> _Source document_:
[Begin]

Soft, dry snow remains on northerly aspects above about 8000’where excellent riding conditions can still be found. All other aspects will be crusted.
Skies will be mostly clear today, but clouding up later in the afternoon. Winds will be out of the south/southeast and light in the low and mid elevations, averaging < 10 mph. At the upper elevations a few gusts may reach the 20’s mph. Temperatures will rise into the upper 20’s F in the upper elevations, and 30’s in the mid elevations; even warmer at the low elevations. Improving conditions as a cold and windy storm moves in overnight and into Wednesday. We can expect about 4-6" out of this system, with the highest amounts in areas favored by a northwest flow.
Recent Avalanches
Reports from the Ogden mountains for Monday included sluffing of wet loose snow. In the Snowbasin backcountry, a cascading sluff of wet snow triggered a larger soft slab, taking out existing tracks.
You can read recent field reports - including avalanche activity - for the Ogden mountains by visiting the observations page (link).
Avalanche Problem #1
Wet Snow
Aided by clear skies and light winds, the strong March sun will quickly go to work today and heat east, south, and west aspects, including shaded or northerly aspects below about 8000'. Although I am expecting most activity to be wet loose (such as Mark White's photo below from yesterday in Cardiff Fork in the Salt Lake mountains), I also think cohesive slabs of damp/wet snow are possible (such as yesterday's wet slab in the Snowbasin backcountry), where these wet slabs could break out more widely and run on sun crusts that formed on Saturday. I do think the generally minor wet activity the past few days has slowly allowed the snowpack to adjust to warming, but today will be a more significant warm-up and I am expecting much more widespread wet activity - including larger avalanches - than the past two days. Move off of and out from underneath any steep slope once you see any sign of warming - such as rollerballs, natural wet sluffs, and unsupportable snow.
Cornices - Avoid traveling across or underneath corniced ridgelines as today's warming may make cornices reactive. The cornices are particularly large along the ridgelines in the Snowbasin backcountry.
In 2016, Drew Hardesty presented on an analysis of Utah avalanche fatalities (link) at the ISSW workshop in Breckenridge, CO which mentions 5% of Utah avalanche fatalities involve cornice falls.
Avalanche Problem #2
New Snow
There was enough avalanche activity on Monday involving recent storm snow that warrants our continued attention on those mid and upper elevation northerly aspects where you will also find the best riding conditions. This includes sluffing in steep terrain (photo below), and pockets of denser storm snow or wind drifts in the higher terrain in the alpine. In the Salt Lake area mountains yesterday I was finding recent instabilities within the top 2’ of snow to have largely settled out, but I would watch for areas where graupel has possibly pooled, such as below steeper cliff bands. This is pretty easy to evaluate with quick hand pits or pulling out your shovel - looking for the structure of a stronger slab over weaker snow (such as a denser slab on top of a layer of loose graupel.)
General Announcements
This information does not apply to developed ski areas or highways where avalanche control is normally done. This forecast is from the U.S.D.A. Forest Service, which is solely responsible for its content. This forecast describes general avalanche conditions and local variations always occur.

[End]

> _Collected material_:
[Begin]

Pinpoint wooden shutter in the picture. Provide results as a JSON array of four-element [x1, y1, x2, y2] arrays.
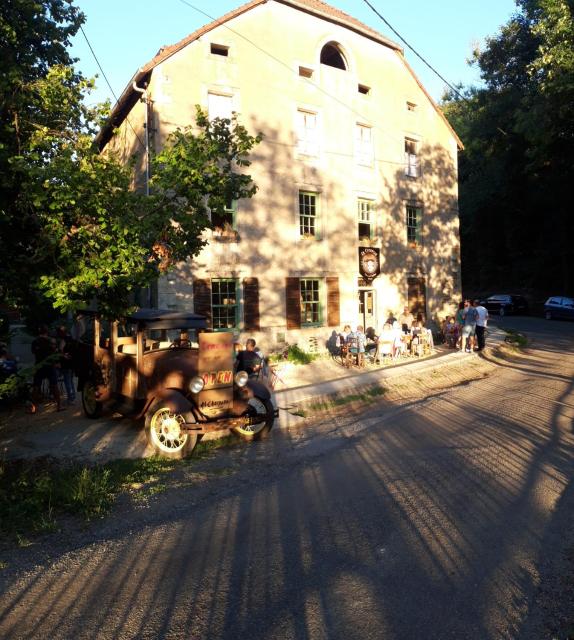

[End]

> _Goal 1_: Indicate whether each statement agrees with the avalanche forecast, answering yes or no and quoting the deciding words: (a) Winds at the low and mid elevations are expected to average under 10 mph. (b) The cornices are particularly large along the ridgelines in the Salt Lake mountains. (c) The cited analysis mentions that 5% of Utah avalanche fatalities involve cornice falls.
> _Goal 2_: From the avalanche forecast, list every sign of warming it gives as a cue to move off of and out from underneath any steep slope.

> _Finished answer 1_:
(a) Yes: "light in the low and mid elevations, averaging < 10 mph"
(b) No: "The cornices are particularly large along the ridgelines in the Snowbasin backcountry."
(c) Yes: "mentions 5% of Utah avalanche fatalities involve cornice falls"

> _Finished answer 2_:
- rollerballs
- natural wet sluffs
- unsupportable snow